> **CONSIGNE**
Transformez tous les items ci-dessous en une liste JSON de chaînes, avec une chaîne par ligne et sans les lignes vides. Laissez les images hors de la réponse.

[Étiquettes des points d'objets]
┌──

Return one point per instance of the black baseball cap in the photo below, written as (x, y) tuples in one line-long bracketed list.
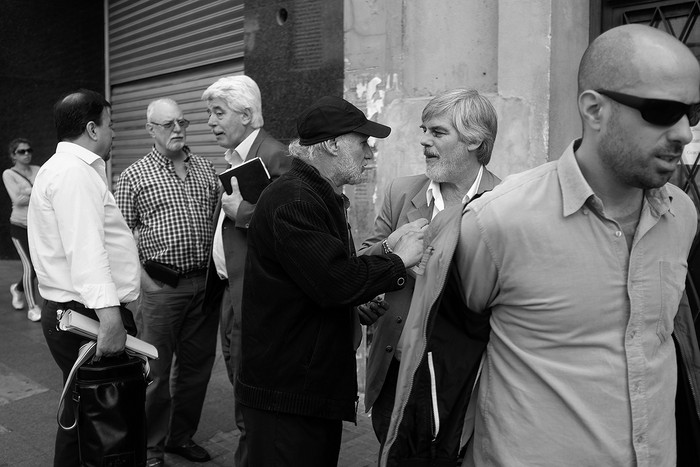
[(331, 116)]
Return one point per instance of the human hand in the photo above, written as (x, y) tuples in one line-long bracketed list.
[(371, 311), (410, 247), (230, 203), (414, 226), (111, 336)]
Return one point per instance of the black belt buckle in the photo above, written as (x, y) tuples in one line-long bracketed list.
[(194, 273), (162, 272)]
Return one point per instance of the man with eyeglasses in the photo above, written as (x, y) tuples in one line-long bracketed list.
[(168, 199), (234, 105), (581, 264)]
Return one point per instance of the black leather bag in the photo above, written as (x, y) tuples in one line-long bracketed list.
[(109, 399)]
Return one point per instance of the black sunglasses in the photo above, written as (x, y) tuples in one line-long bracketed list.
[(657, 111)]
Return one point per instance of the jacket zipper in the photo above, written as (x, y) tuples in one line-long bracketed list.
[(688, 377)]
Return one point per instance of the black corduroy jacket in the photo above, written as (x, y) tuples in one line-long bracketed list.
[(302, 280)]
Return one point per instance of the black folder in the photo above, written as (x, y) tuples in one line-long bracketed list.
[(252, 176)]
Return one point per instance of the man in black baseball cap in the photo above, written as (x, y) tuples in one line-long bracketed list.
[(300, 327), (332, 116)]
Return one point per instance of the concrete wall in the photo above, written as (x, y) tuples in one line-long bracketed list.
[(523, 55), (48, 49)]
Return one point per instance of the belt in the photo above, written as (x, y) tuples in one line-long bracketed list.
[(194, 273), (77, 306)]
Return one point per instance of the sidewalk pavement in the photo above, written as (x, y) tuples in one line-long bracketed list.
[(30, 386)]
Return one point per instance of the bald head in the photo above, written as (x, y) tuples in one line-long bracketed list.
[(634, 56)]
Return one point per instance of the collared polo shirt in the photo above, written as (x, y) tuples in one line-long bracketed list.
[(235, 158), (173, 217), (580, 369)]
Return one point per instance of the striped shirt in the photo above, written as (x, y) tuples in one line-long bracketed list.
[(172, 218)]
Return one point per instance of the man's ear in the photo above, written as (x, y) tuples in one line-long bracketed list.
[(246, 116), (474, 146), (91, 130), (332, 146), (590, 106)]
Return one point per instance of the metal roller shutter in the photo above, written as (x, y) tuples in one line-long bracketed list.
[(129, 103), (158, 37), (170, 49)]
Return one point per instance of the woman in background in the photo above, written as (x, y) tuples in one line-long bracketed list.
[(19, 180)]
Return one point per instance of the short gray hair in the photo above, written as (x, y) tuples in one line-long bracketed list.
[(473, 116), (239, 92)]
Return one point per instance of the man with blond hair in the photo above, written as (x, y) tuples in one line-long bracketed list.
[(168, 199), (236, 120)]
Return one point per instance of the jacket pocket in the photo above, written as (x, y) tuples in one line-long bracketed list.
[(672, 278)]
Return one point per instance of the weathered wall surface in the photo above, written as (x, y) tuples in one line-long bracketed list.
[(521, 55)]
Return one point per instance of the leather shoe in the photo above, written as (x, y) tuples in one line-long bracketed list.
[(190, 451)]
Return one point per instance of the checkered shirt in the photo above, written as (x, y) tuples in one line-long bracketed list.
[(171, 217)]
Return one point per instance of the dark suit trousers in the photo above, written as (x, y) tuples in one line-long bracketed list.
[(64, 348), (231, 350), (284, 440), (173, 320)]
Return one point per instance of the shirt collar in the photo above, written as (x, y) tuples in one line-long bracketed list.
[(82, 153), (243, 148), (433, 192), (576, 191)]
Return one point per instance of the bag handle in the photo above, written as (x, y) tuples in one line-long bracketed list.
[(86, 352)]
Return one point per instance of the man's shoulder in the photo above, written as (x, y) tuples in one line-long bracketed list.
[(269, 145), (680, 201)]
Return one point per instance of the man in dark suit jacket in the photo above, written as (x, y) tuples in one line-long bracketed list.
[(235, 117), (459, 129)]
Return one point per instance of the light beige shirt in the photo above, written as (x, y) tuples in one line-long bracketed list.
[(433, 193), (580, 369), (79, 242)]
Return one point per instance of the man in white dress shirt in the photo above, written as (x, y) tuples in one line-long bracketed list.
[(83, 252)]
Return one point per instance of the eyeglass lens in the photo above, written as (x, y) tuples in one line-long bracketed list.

└──

> **RÉPONSE**
[
  "Return one point per instance of the black baseball cap in the photo below, written as (x, y) tuples in one line-long bracketed list.",
  "[(331, 116)]",
  "Return one point per instance of the human hand in the photo above, written as (x, y) tuples in one line-long bracketed list.",
  "[(371, 311), (410, 247), (230, 203), (414, 226), (111, 336)]",
  "Return one point per instance of the black belt buckle in the photo above, written as (x, y) tuples in one line-long bracketed list.",
  "[(194, 273), (162, 272)]",
  "Return one point per instance of the man with eyeglasses in the photo above, written as (x, y) tuples in one line-long bracketed list.",
  "[(168, 199), (234, 105), (581, 264)]",
  "Return one point per instance of the black leather bag in the photo above, written as (x, y) tuples in one line-long bracketed list.",
  "[(109, 399)]",
  "Return one point per instance of the black sunglasses in the photo above, written as (x, y) tuples in one line-long bracketed list.",
  "[(657, 111)]",
  "Return one point per instance of the jacket zipper in the photo above, written as (x, y) tuples in one line-long bracketed list.",
  "[(688, 377)]",
  "Return one point per instance of the black corduroy jacket in the photo above, written as (x, y) tuples in one line-long bracketed list.",
  "[(302, 280)]",
  "Return one point per instance of the black folder in the photo above, written as (x, y) tuples in one line-long bracketed list.",
  "[(252, 176)]",
  "Return one point per instance of the man in black baseball cap in the photo above, written as (x, y) tuples in one line-long bracketed list.",
  "[(300, 327), (332, 116)]",
  "Return one point per instance of the concrete wall in the photo above, written as (x, y) tuples in one line-long bracketed list.",
  "[(523, 55), (48, 49)]",
  "Return one point per instance of the belt in the photo above, written as (x, y) tuples in one line-long bracketed list.",
  "[(194, 273), (77, 306)]",
  "Return one point per instance of the sidewalk pavement in the photo above, written as (x, y) tuples in one line-long bracketed list.",
  "[(30, 386)]",
  "Return one point per instance of the bald head in the photo above, written as (x, y) tuples in one line-long bracketed list.",
  "[(634, 56)]",
  "Return one point per instance of the collared polo shirt in the photo above, written as (x, y) tuples in one line-long bracketed list.",
  "[(235, 158), (173, 217), (580, 369)]",
  "Return one point per instance of the striped shirt in the photo above, written as (x, y) tuples in one line-long bracketed list.",
  "[(172, 218)]",
  "Return one point per instance of the man's ear in the photo above, written as (x, y) tuples in one line-long bracketed list.",
  "[(246, 116), (474, 146), (91, 130), (332, 146), (590, 106)]",
  "Return one point per instance of the metal roller shutter in the photo above, written as (x, y) tuples in one line-long bracketed list.",
  "[(129, 103), (158, 37), (170, 49)]",
  "Return one point per instance of the woman in background in the photo above, written as (x, y) tuples in one line-long bracketed list.",
  "[(19, 180)]",
  "Return one point per instance of the short gray hair in the photo above, written as (x, y) tuples in one line-long bracketed list.",
  "[(473, 116), (239, 92)]",
  "Return one point per instance of the man with blond hair in the photo above, written as (x, y) tuples in one line-long bracketed list.",
  "[(168, 199), (236, 120)]",
  "Return one point per instance of the jacket pocket in the photo above, written as (x, y) tuples in one line-long bracketed list.",
  "[(672, 278)]",
  "Return one point per instance of the weathered wall surface in the photo above, written as (x, y) tuples in one line-long bracketed list.",
  "[(521, 55)]",
  "Return one point per instance of the leather shoe in the photo above, written as (x, y) tuples in one line-long bracketed list.",
  "[(190, 451)]",
  "Return one point per instance of the checkered shirt in the photo above, written as (x, y) tuples in one line-long bracketed list.",
  "[(171, 217)]",
  "Return one point per instance of the dark suit trousers in the photo above, written as (x, y) tuples in one line-long bracketed list.",
  "[(64, 348), (231, 350), (284, 440), (173, 320)]",
  "Return one point per instance of the shirt collar in the photo above, written as (x, y) tuples in one line-long bracketed list.",
  "[(82, 153), (243, 148), (433, 192), (576, 191)]",
  "Return one point per instance of the bag handle in the photo above, written as (x, y) tuples in one line-long bracketed list.",
  "[(86, 352)]",
  "Return one point per instance of the man's shoulder in the photo above, written as (x, y) tuples in one line-long bracketed list.",
  "[(269, 145), (680, 201)]",
  "Return one point per instance of the man in dark suit jacket in the photo above, written as (x, y) tuples in one line-long bracketed list.",
  "[(235, 117), (459, 129)]",
  "Return one point per instance of the light beige shirt in the photo above, written as (x, y) tuples in one line-long bracketed list.",
  "[(433, 193), (580, 369), (79, 242)]",
  "Return one point per instance of the man in white dress shirt in the photo above, written as (x, y) tuples in one line-long bracketed list.",
  "[(83, 252)]",
  "Return one point per instance of the eyeglass lens in the photo above, written as (x, y) tuples in one line-long bracketed list."
]